> **EXERCISE**
Copy out the Nellie Y. McKay papers page below in full, character for character.

> **PAGE EXCERPT**
Segment Open

Nellie Y. McKay papers

Biographical / Historical

Nellie Yvonne Reynolds was born in Queens, New York to parents who had come from Jamaica in the West Indies. She earned a bachelor's degree in English from Queens College in 1969, a master's in English and American literature from Harvard in 1971 and a Ph.D. in the same field from Harvard in 1977. Nellie McKay joined the faculty at UW-Madison in 1978 and helped establish an African-American literature curriculum in the department of Afro-American studies. Her colleague at UW–Madison, Craig Werner, said, "When she came here there was not a single university that was paying any attention to black women's literature. Now, there isn't a single university that isn't." Her work focused on black women's literature and multicultural women's writings and she published more than 60 essays, and book and journal articles on such writers as Harriet Jacobs, Ida B. Wells, Zora Neale Hurston, Alice Walker, and many others. In 1996, she co-edited the Norton Anthology of African-American Literature with Dr. Henry Louis Gates, Jr. which was one of the first works to canonize black American literature. McKay played a key role in establishing the UW–Madison Lorraine Hansberry Visiting Professorship in the Dramatic Arts. At the time of her death, McKay had been working on a revised edition of the seminal 1982 black feminist anthology All the Women Are White, All the Blacks are Men, But Some of Us Brave: Black Women's Studies , originally edited by Gloria T. Hull, Patricia Bell-Scott, and Barbara Smith. McKay passed away on January 22, 2006 of cancer in a hospice in Fitchburg, Wisconsin. She was believed to be in her 70s at the time of her death. At the time of her passing, she held a joint appointment in the English and Afro-American studies departments, and also taught in the women's studies department.

Segment Closed

> **PROVIDED RECORDS**

Segment Open

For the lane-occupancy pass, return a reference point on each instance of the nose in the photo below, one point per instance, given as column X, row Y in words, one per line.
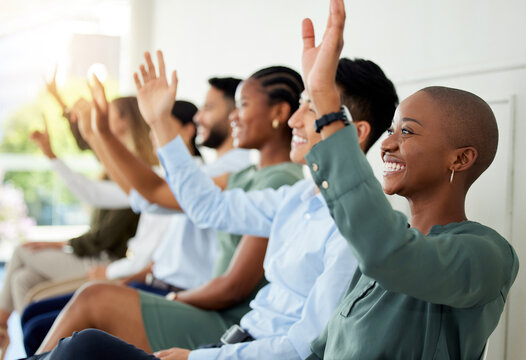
column 390, row 143
column 197, row 117
column 295, row 120
column 233, row 117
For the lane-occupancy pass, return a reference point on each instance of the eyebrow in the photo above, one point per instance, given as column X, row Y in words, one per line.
column 413, row 120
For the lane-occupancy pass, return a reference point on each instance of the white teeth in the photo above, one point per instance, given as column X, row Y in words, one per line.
column 298, row 139
column 393, row 167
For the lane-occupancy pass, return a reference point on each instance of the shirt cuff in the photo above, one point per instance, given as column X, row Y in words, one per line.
column 204, row 354
column 137, row 201
column 325, row 162
column 174, row 155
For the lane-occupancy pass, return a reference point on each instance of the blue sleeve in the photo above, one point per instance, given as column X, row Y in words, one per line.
column 139, row 205
column 232, row 211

Segment Closed

> **SOLUTION BELOW**
Nellie Y. McKay papers

Biographical / Historical

Nellie Yvonne Reynolds was born in Queens, New York to parents who had come from Jamaica in the West Indies. She earned a bachelor's degree in English from Queens College in 1969, a master's in English and American literature from Harvard in 1971 and a Ph.D. in the same field from Harvard in 1977. Nellie McKay joined the faculty at UW-Madison in 1978 and helped establish an African-American literature curriculum in the department of Afro-American studies. Her colleague at UW–Madison, Craig Werner, said, "When she came here there was not a single university that was paying any attention to black women's literature. Now, there isn't a single university that isn't." Her work focused on black women's literature and multicultural women's writings and she published more than 60 essays, and book and journal articles on such writers as Harriet Jacobs, Ida B. Wells, Zora Neale Hurston, Alice Walker, and many others. In 1996, she co-edited the Norton Anthology of African-American Literature with Dr. Henry Louis Gates, Jr. which was one of the first works to canonize black American literature. McKay played a key role in establishing the UW–Madison Lorraine Hansberry Visiting Professorship in the Dramatic Arts. At the time of her death, McKay had been working on a revised edition of the seminal 1982 black feminist anthology All the Women Are White, All the Blacks are Men, But Some of Us Brave: Black Women's Studies , originally edited by Gloria T. Hull, Patricia Bell-Scott, and Barbara Smith. McKay passed away on January 22, 2006 of cancer in a hospice in Fitchburg, Wisconsin. She was believed to be in her 70s at the time of her death. At the time of her passing, she held a joint appointment in the English and Afro-American studies departments, and also taught in the women's studies department.